Rescale the lines below, starting at the one that contains "Please identify the black hockey" and ending at the last line, and reproduce every one of them. Multiply only the coordinate pairs that follow each "Target:" line by 1.25, and round the results to whole numbers with halves going up.

-- START THE DATA --

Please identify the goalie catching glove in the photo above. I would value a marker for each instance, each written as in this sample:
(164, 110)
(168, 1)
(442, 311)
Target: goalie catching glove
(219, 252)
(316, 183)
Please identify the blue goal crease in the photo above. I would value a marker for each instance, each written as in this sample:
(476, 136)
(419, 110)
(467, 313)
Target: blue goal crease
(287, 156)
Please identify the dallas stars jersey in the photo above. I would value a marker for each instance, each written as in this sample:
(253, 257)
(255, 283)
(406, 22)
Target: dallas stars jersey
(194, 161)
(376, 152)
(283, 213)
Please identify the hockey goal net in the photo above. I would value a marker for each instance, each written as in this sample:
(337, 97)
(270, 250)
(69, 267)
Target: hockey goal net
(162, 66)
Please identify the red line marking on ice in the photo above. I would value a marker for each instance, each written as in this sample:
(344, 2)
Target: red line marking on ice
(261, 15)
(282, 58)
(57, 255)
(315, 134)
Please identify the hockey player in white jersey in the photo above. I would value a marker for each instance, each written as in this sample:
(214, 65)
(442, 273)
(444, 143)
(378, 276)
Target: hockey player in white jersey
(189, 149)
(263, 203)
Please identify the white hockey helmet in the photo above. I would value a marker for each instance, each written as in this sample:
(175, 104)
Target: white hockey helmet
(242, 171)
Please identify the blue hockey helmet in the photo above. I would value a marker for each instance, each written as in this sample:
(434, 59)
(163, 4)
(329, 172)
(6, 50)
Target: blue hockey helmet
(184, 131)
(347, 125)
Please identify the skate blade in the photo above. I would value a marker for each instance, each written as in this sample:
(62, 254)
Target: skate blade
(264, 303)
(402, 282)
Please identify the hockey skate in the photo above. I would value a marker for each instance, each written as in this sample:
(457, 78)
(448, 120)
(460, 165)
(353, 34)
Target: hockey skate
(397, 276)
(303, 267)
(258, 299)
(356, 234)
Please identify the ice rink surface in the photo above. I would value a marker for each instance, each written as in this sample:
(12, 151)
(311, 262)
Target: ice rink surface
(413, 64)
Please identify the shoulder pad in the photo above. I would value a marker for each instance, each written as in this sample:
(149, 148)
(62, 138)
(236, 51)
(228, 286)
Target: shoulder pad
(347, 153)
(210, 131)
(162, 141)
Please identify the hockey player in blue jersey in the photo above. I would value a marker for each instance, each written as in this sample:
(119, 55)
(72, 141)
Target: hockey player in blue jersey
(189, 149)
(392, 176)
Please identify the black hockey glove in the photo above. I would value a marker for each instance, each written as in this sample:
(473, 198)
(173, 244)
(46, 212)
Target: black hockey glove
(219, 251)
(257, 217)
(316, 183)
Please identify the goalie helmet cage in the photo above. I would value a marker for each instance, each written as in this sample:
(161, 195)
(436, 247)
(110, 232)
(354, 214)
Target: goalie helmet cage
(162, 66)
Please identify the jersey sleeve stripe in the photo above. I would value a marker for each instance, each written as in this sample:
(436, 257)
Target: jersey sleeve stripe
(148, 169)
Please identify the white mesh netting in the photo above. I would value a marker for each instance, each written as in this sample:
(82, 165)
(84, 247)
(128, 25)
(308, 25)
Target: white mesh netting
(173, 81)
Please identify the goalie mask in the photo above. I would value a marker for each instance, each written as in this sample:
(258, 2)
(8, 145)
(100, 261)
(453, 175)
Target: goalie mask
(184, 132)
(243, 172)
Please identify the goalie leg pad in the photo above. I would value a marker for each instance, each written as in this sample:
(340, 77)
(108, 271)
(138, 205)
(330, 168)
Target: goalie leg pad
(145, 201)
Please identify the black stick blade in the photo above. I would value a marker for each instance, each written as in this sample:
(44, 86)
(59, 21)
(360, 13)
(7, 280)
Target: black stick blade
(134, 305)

-- END THE DATA --

> **FINAL RESULT**:
Please identify the black hockey glove in the photo above. I would value a marker for each instance, each written as in this sample:
(473, 198)
(173, 244)
(46, 212)
Target: black hockey glove
(274, 314)
(321, 271)
(395, 229)
Please identify the goalie helmet cage in the photo above. I would value a marker for each instance, each written as in this sample:
(161, 195)
(436, 247)
(110, 232)
(354, 214)
Target: goalie helmet cage
(203, 83)
Please identify the jersey sleeve stripe in the photo above. I would value a marker for each instance, each written as in this sample:
(436, 257)
Target: jersey sleeve stripe
(185, 211)
Please identify the white mesh netting in the photo above. I would value a marker for each instance, each written as in this sample:
(82, 165)
(84, 247)
(128, 25)
(308, 25)
Target: white mesh netting
(216, 101)
Please identify the goalie mask in the photo above. I would value a marker for each instance, each written as in this sample:
(258, 2)
(8, 145)
(100, 261)
(453, 175)
Target: goalie mask
(230, 165)
(304, 215)
Please identify the goalie leg pad in the photo above. I would value a marker for each instance, each written as in this sample:
(340, 77)
(108, 271)
(138, 205)
(330, 168)
Target: goalie leg pad
(181, 251)
Please identify the black stick blade in the photo above. I would value a marker for each instance, each written as in this sample:
(44, 86)
(59, 21)
(360, 13)
(7, 280)
Target: black stick blade
(168, 381)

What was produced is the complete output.